- Task goal:
If a line in the entries below includes "leaf", pick it out and copy it.

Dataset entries

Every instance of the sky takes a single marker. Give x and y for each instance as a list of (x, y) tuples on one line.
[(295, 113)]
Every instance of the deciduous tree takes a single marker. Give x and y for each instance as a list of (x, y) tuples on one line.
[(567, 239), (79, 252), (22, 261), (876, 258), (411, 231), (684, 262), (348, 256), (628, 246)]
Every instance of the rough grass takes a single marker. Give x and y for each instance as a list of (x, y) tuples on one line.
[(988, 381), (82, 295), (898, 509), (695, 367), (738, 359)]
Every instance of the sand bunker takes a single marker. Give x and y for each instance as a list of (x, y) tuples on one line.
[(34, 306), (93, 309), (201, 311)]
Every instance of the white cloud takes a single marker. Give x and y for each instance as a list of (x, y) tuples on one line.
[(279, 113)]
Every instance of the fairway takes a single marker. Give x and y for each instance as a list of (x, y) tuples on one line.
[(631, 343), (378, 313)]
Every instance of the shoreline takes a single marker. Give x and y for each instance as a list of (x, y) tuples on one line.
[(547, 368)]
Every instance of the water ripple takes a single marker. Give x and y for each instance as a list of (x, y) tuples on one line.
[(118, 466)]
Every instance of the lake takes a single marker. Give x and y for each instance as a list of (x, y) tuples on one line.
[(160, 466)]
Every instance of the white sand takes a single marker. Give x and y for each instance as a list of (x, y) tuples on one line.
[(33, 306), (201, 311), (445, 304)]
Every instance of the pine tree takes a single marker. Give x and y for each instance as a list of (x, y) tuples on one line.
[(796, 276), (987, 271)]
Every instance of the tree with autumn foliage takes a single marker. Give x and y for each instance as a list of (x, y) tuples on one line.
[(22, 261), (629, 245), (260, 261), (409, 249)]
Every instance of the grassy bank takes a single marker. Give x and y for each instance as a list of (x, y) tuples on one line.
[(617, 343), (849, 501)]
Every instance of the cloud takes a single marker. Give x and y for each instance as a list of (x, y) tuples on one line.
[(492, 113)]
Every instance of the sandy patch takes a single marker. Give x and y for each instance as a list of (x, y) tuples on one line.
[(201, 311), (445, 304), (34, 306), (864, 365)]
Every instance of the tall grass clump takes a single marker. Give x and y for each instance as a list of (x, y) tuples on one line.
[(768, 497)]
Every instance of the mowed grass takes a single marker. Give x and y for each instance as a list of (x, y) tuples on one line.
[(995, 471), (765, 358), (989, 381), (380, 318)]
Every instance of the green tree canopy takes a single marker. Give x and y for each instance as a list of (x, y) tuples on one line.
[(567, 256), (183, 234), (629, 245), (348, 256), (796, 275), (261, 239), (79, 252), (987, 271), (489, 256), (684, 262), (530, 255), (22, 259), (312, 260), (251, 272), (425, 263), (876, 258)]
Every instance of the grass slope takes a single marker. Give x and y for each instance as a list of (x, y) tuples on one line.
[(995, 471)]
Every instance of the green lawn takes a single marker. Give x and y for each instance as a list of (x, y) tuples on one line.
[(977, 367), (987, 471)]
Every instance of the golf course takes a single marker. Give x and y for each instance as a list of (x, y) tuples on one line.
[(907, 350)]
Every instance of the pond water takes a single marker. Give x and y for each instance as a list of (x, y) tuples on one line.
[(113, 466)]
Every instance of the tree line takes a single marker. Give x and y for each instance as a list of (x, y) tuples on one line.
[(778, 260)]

...

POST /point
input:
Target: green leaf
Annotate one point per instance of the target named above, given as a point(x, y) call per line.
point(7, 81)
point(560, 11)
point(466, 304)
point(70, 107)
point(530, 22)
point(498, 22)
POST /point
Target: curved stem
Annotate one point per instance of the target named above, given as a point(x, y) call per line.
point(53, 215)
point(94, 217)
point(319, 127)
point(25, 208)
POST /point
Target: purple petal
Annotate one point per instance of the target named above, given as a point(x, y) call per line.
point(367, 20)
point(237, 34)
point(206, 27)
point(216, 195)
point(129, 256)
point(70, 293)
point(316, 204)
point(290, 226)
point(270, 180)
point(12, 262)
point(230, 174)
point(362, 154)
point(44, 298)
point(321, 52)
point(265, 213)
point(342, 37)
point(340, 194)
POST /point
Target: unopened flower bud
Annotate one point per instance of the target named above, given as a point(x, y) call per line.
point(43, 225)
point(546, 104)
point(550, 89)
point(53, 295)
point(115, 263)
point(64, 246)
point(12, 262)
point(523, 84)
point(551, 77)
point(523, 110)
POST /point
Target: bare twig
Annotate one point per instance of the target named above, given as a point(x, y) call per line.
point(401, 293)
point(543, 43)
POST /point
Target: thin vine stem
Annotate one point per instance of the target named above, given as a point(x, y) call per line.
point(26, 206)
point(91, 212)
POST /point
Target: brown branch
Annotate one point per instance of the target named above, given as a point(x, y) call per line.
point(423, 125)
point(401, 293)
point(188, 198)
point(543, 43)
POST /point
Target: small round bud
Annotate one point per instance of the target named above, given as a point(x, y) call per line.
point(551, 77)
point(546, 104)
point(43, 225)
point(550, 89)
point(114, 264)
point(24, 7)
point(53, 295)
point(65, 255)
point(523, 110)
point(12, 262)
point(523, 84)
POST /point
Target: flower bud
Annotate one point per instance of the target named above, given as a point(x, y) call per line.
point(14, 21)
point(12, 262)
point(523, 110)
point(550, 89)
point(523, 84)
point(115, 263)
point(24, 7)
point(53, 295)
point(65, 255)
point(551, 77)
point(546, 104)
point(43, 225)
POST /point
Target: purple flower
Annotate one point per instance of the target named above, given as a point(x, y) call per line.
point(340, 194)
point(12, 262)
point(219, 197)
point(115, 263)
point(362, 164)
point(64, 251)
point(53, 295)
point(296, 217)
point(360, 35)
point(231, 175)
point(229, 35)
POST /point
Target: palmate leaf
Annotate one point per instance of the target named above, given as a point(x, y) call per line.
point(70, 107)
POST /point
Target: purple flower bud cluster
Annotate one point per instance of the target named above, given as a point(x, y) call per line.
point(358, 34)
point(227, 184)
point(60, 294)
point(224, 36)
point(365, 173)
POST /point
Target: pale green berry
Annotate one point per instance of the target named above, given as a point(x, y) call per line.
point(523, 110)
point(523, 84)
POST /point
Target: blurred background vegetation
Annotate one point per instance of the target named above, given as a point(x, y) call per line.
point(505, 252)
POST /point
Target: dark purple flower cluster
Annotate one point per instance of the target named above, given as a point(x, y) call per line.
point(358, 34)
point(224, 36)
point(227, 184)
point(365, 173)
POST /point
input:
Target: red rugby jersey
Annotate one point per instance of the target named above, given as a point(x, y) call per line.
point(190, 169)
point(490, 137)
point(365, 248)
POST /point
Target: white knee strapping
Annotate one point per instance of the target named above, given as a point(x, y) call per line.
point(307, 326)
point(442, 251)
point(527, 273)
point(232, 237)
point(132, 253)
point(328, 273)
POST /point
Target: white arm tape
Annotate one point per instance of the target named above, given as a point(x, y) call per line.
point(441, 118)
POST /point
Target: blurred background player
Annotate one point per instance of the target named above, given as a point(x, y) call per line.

- Answer to this exercise:
Target: green leaf
Target: palmate leaf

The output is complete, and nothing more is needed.